Pointing and labeling entries:
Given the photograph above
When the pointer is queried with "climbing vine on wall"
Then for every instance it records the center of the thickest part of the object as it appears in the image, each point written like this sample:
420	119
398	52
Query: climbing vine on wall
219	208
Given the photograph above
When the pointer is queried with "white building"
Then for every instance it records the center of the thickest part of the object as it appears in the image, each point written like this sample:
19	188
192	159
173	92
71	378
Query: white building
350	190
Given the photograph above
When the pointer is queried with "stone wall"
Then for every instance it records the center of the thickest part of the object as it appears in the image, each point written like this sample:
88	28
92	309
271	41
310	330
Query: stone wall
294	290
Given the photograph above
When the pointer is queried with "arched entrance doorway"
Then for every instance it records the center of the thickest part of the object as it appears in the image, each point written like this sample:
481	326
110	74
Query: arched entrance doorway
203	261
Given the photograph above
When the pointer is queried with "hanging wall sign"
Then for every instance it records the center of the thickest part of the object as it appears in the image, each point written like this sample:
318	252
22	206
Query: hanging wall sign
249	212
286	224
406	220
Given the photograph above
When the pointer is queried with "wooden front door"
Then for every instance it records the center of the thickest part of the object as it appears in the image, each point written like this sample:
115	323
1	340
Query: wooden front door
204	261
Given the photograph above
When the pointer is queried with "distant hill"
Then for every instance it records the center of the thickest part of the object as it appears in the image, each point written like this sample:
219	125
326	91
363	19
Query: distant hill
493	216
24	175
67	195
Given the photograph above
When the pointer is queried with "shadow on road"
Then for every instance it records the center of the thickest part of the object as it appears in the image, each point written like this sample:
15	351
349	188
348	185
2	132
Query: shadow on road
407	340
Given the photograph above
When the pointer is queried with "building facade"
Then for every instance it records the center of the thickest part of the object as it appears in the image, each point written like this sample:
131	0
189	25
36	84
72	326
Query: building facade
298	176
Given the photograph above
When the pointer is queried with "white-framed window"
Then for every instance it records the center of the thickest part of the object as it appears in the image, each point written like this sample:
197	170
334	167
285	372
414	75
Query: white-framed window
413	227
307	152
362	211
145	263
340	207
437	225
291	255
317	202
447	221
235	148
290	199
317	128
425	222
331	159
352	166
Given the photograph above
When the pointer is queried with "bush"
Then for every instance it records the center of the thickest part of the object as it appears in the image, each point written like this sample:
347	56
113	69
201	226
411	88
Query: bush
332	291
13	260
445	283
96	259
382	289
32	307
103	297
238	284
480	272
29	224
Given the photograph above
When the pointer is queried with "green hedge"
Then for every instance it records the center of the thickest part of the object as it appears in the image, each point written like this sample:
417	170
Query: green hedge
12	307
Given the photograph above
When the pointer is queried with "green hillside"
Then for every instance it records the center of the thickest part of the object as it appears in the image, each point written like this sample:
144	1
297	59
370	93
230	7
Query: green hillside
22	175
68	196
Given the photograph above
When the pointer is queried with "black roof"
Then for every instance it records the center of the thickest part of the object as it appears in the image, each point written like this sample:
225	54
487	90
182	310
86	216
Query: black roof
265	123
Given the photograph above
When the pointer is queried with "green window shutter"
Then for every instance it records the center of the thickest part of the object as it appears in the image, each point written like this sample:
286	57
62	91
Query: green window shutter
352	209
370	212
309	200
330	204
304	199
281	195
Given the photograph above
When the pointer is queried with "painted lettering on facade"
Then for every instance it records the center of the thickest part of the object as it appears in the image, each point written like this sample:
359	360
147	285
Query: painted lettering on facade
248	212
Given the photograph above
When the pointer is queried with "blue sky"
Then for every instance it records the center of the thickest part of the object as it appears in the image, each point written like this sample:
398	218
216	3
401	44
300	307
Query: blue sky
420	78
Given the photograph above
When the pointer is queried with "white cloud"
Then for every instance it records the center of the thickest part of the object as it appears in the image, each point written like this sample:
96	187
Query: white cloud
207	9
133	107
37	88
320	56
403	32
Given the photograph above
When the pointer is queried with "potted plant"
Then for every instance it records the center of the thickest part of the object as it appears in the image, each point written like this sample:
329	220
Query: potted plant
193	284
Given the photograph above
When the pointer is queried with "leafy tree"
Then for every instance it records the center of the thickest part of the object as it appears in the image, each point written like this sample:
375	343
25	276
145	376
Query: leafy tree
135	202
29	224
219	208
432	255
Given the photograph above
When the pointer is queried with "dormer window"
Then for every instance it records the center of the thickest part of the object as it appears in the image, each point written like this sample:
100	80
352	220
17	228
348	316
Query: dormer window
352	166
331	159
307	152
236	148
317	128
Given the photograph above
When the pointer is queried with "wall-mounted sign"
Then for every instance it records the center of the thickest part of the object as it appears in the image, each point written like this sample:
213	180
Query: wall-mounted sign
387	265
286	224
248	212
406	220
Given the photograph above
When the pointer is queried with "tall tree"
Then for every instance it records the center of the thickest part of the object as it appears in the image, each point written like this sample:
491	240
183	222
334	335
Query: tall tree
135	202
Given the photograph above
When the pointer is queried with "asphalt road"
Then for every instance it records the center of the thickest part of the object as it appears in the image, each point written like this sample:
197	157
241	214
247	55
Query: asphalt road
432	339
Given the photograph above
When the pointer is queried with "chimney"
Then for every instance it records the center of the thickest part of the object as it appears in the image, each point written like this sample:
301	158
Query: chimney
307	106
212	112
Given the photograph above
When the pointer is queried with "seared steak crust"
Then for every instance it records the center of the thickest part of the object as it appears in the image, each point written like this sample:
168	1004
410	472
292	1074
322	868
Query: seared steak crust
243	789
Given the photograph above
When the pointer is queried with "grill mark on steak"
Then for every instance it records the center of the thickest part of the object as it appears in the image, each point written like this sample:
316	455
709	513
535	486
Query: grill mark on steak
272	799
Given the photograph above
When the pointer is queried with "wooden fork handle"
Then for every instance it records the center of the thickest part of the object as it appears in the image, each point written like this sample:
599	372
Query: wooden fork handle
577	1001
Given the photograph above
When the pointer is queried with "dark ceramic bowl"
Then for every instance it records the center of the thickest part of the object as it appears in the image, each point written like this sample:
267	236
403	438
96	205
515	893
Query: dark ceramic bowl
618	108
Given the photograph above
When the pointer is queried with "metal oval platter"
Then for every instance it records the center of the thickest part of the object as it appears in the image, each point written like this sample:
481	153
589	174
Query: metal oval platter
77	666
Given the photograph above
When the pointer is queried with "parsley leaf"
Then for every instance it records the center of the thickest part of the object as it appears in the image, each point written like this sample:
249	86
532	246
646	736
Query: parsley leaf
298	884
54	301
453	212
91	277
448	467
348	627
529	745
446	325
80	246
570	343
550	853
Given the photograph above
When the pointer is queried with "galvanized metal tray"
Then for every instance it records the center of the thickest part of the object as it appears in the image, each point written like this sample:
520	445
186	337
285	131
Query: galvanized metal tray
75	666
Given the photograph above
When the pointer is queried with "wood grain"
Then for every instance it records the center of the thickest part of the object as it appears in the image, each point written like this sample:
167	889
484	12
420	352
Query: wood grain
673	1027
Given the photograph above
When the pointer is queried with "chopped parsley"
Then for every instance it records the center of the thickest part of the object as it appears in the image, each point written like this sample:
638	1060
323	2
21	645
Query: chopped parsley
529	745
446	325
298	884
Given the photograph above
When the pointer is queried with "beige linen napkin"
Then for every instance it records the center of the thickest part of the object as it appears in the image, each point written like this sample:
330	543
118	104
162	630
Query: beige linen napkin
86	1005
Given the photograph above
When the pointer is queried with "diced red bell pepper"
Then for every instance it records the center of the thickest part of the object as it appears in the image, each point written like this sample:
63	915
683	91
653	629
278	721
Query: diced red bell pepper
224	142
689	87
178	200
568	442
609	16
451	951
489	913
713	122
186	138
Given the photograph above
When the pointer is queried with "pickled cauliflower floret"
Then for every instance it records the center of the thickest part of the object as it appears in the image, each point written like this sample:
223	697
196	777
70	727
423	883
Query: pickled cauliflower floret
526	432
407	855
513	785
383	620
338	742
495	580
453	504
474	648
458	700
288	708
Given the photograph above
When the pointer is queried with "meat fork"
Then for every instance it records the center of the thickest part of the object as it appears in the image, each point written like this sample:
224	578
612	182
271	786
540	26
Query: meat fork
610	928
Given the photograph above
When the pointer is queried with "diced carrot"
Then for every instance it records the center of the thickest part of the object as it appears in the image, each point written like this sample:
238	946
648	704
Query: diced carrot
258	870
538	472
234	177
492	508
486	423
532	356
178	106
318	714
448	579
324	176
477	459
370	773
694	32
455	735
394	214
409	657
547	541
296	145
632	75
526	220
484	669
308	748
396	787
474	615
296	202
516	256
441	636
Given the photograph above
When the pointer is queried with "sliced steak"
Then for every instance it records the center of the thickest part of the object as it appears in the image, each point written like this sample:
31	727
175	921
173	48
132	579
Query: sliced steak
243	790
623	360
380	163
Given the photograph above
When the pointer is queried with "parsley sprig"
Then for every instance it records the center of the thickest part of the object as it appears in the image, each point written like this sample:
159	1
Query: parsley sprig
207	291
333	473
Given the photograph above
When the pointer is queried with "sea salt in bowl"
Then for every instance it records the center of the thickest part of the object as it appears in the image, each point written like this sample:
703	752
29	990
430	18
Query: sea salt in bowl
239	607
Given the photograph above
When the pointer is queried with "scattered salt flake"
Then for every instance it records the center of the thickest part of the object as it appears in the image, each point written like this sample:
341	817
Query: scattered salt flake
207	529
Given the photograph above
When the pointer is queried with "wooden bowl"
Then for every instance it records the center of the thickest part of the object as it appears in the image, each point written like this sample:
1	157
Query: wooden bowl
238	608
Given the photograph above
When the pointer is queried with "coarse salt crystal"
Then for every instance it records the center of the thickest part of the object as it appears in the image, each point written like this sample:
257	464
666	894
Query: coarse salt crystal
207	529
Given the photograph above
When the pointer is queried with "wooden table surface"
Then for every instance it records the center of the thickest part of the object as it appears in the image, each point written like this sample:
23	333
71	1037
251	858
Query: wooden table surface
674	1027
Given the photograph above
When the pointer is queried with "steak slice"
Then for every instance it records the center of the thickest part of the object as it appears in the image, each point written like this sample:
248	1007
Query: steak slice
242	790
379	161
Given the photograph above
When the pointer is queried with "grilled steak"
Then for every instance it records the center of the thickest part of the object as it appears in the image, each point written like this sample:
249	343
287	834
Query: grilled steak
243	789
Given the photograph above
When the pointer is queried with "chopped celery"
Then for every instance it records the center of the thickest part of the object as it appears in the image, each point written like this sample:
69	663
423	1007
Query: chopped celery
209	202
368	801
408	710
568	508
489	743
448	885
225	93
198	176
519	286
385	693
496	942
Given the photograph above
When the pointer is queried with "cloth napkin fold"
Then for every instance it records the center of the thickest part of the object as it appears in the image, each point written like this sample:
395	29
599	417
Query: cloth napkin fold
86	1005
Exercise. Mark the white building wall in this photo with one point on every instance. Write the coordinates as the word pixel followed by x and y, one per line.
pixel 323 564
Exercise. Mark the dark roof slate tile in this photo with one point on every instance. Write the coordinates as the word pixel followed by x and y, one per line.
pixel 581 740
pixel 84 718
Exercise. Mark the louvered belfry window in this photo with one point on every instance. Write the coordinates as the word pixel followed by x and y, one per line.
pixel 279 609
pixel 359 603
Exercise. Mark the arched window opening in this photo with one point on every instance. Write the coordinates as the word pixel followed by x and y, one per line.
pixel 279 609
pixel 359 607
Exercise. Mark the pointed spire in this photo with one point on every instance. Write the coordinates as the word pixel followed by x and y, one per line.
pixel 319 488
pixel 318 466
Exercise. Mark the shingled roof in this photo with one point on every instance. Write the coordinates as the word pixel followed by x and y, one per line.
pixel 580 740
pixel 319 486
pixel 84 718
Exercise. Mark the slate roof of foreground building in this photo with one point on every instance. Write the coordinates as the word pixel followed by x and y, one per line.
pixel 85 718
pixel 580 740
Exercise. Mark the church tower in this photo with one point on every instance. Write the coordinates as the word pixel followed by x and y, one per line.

→ Aim of the exercise: Put the stretch of the records from the line containing "Exercise. Mark the pointed" through the end of the records into a JSON list of strings, one string per line, leaving out blank lines.

→ Output of the task:
[
  "Exercise. Mark the pointed spire in this photo with one point on every instance. Write the coordinates as the word pixel followed by x and y, one per line.",
  "pixel 319 488",
  "pixel 318 466",
  "Exercise. Mark the shingled roof in this photo with one point on every instance. Write the coordinates as the word pixel followed by x and y, one per line.",
  "pixel 580 740",
  "pixel 319 486",
  "pixel 84 718",
  "Exercise. Mark the slate roof of foreground building in this photo with one point on every instance. Write the coordinates as the word pixel followed by x and y, one per line.",
  "pixel 85 718",
  "pixel 580 740",
  "Exercise. Mark the church tower in this photo with one point on every instance. Write the coordinates as the word pixel followed by x and y, one per line."
]